- _Given exercise 1_:
In the telemetry thread below, why does the critic say that a query counting how many hundred thousand users used a feature violates their privacy? Answer in one to three sentences.
- _Given exercise 2_:
Answer these questions on the telemetry thread below, one line each:
(a) Against which telemetry was the feature-usage scenario run?
(b) When is the refactoring expected?
(c) What kind of company does the commenter outside the software field work for?

* Start Reading passage *

If feature X is used way less frequently than feature Y, the answer is obvious. If feature Y is used way less frequently than feature X, the answer is obvious. If its a wash, you move on to look at different metrics.

This isn't a hypothetical, I ran this exact scenario yesterday against the VS Code telemetry.

I applied the mitigation, the refactoring is coming next week. :)

1 comments

Why not both?

Because you respect your users and know their privacy has value.

I'm interested in your point of view. If I run a query that tells me X hundred thousand users have used feature Y, have I violated anyone's privacy in your opinion?

Also, would you think it's better to not collect such non personally identifiable user information at the expense of quality and stability of product?

If I run a query that tells me X hundred thousand users have used feature Y, have I violated anyone's privacy in your opinion?

If you haven't asked them to specifically opt-in to data collection, then yes. And Microsoft does not ask for permission. There are some programs that do a very good job of asking before they send any crash or problem reports. Microsoft is not one of those companies.

non personally identifiable user information

No such animal.

at the expense of quality and stability of product?

One does not necessarily cause the other.

I'm not in the software field, so I'm sure your experience and mine are different. But I work for a multi-billion dollar healthcare company, and the legal department won't let us touch any sort of telemetry with a ten-foot pole. Somehow we're doing just fine, and have a huge satisfaction rate with our user interfaces, according to the studies that have been done for us.

* End Reading passage *
* Start Stored rows *

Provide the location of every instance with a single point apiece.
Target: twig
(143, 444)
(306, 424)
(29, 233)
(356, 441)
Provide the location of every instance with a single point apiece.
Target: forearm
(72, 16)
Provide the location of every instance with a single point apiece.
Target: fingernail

* End Stored rows *

- _Answer 1_:
The critic says it is a violation if users have not been asked to specifically opt in to data collection. Microsoft does not ask for that permission, unlike some programs that ask before sending any crash or problem reports.

- _Answer 2_:
(a) The VS Code telemetry.
(b) Next week.
(c) A multi-billion dollar healthcare company.